== Task directions ==
Rewrite the lines below as a numbered list, skipping any blank lines and omitting the pictures.

== Provided records ==
⟨
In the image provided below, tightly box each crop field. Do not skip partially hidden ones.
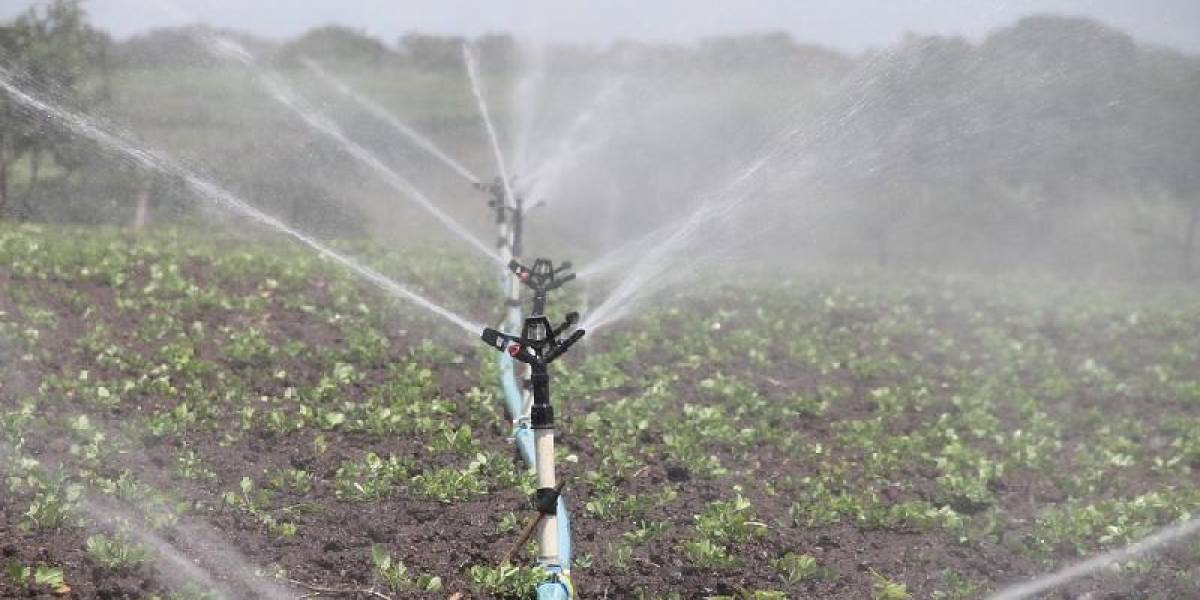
[0,224,1200,600]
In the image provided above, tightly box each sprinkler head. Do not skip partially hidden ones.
[509,258,575,294]
[480,312,584,367]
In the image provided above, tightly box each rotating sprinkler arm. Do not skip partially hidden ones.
[509,258,575,318]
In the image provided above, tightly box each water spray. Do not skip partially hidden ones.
[0,68,479,332]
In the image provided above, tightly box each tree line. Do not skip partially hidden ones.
[0,0,1200,281]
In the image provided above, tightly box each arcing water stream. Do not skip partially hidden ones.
⟩
== Written response ==
1. In the image provided below, tightly box each crop field. Do not skip partially hidden ones.
2. [0,224,1200,600]
3. In the image provided above, tightly box each sprinkler head. Do not skip partially hidden ones.
4. [509,258,575,294]
5. [480,312,584,367]
6. In the image provided above, tightly box each rotating sprinkler arm. Do not skip partially hidden ones.
7. [509,258,575,318]
8. In the image provided above, tightly box each water spray. Do not skip partially hidden ones.
9. [0,68,479,332]
10. In the image provided above, tightly box each tree line. Do not skip partially hidden ones.
11. [0,0,1200,281]
12. In the image provided above, tightly box each arcing water stream. Do not skip partially hidden ones.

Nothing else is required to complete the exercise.